▸ **Exercise brief**: What you return must be the exact lines of the material below, from the first through the one that has "# a single point is shaped like point(180, 348)", with no pictures and, please, nothing else.
■ ■ ■ ■
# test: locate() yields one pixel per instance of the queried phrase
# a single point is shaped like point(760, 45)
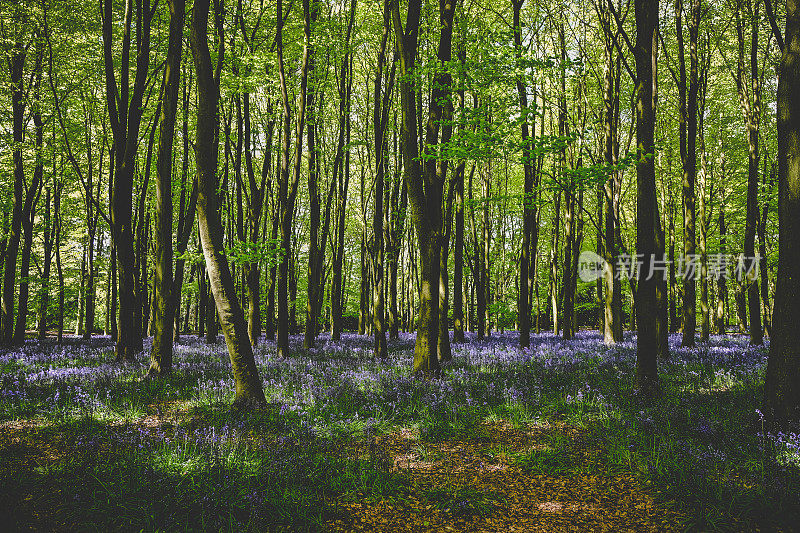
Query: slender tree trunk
point(165, 302)
point(44, 292)
point(781, 387)
point(246, 378)
point(530, 232)
point(647, 305)
point(424, 184)
point(31, 198)
point(16, 67)
point(125, 113)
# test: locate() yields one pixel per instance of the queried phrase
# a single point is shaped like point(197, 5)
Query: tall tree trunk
point(44, 292)
point(314, 247)
point(530, 233)
point(341, 172)
point(750, 102)
point(647, 305)
point(164, 300)
point(612, 301)
point(125, 114)
point(689, 161)
point(246, 378)
point(762, 254)
point(31, 198)
point(287, 188)
point(782, 382)
point(16, 66)
point(380, 113)
point(424, 185)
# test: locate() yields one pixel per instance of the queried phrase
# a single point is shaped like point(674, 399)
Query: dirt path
point(480, 487)
point(474, 485)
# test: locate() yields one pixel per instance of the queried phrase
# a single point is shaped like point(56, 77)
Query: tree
point(125, 108)
point(782, 386)
point(231, 316)
point(425, 185)
point(164, 316)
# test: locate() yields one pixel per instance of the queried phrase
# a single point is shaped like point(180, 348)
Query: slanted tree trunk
point(722, 283)
point(186, 213)
point(164, 300)
point(246, 378)
point(750, 103)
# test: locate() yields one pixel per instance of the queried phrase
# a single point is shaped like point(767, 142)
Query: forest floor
point(548, 439)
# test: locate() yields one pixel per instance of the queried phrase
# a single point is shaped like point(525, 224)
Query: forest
point(400, 265)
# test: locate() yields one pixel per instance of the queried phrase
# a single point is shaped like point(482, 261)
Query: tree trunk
point(647, 308)
point(125, 114)
point(17, 67)
point(248, 383)
point(782, 382)
point(164, 301)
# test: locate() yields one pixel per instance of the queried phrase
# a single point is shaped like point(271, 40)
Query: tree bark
point(782, 382)
point(164, 300)
point(247, 381)
point(647, 308)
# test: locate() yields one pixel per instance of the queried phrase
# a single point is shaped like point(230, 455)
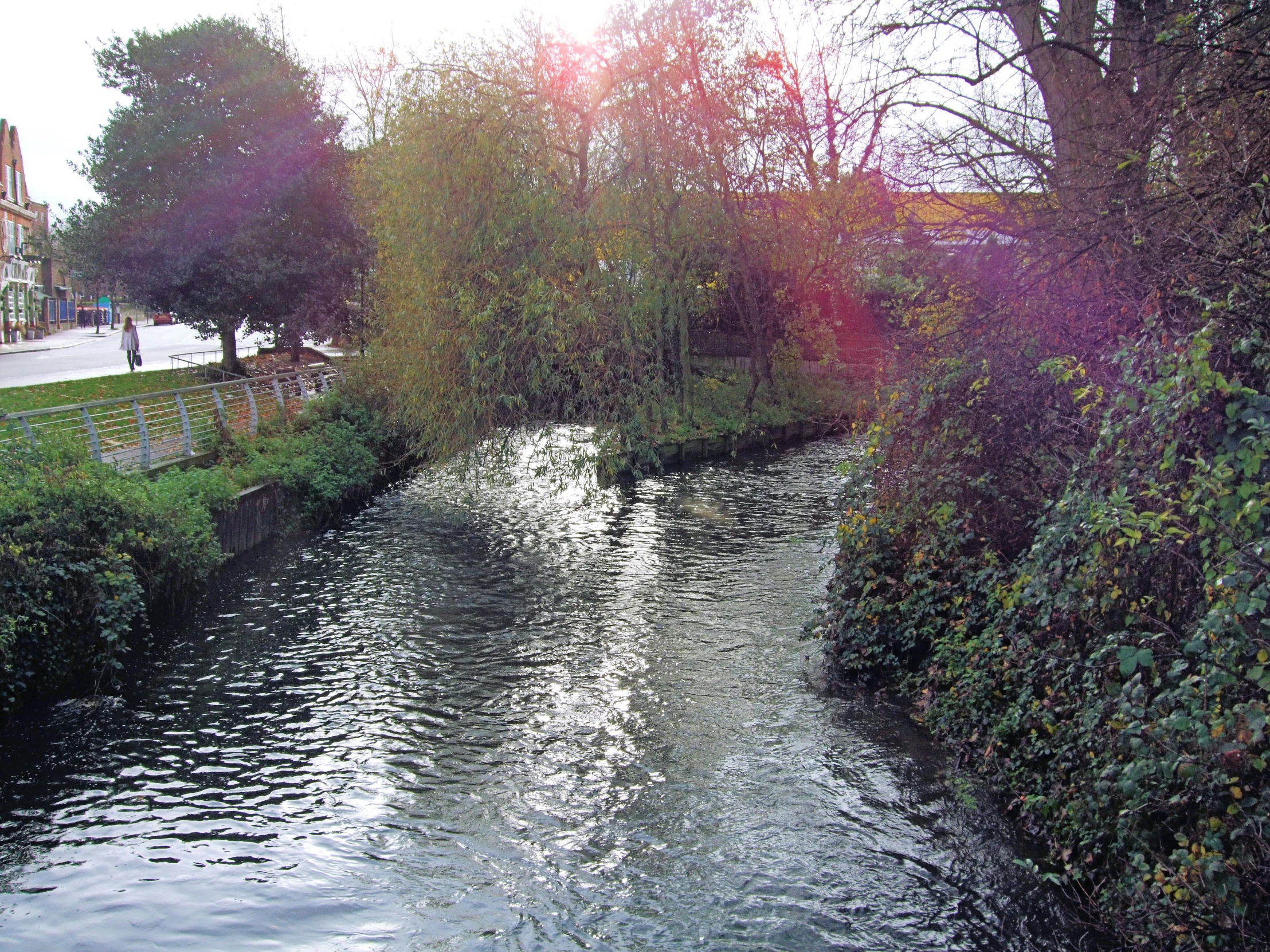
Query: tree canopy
point(222, 186)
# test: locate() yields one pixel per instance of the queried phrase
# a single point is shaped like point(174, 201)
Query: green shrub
point(81, 550)
point(1113, 673)
point(85, 549)
point(324, 459)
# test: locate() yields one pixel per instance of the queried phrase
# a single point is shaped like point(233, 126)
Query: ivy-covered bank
point(87, 551)
point(1112, 674)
■ ■ ■ ■
▸ **Answer to the exercise**:
# test: locate() yields one pixel per instance of the queried phrase
# a single point is shaped like point(760, 45)
Query: slender tree trunk
point(165, 302)
point(44, 292)
point(781, 387)
point(246, 378)
point(530, 232)
point(647, 305)
point(424, 184)
point(31, 198)
point(16, 67)
point(125, 113)
# test: locate() yields one pixel per instance of the queried phrase
# a single point is shaped like point(197, 5)
Query: tall tree trunk
point(44, 292)
point(314, 247)
point(530, 233)
point(341, 172)
point(750, 102)
point(647, 305)
point(164, 300)
point(612, 301)
point(125, 114)
point(689, 161)
point(246, 378)
point(762, 254)
point(31, 198)
point(287, 188)
point(782, 382)
point(16, 66)
point(380, 113)
point(424, 185)
# test: locate() yields one pixel per instance of the queried phrase
# a single point is shaped like point(674, 399)
Query: dirt path
point(480, 487)
point(474, 485)
# test: locate() yields one pixel per instance of the queried phrase
# a single point is shaped like point(56, 77)
Query: tree
point(125, 108)
point(782, 386)
point(231, 316)
point(425, 185)
point(164, 316)
# test: locate() yields one pixel per instance of the queried phrase
# a single point is shaped like point(180, 348)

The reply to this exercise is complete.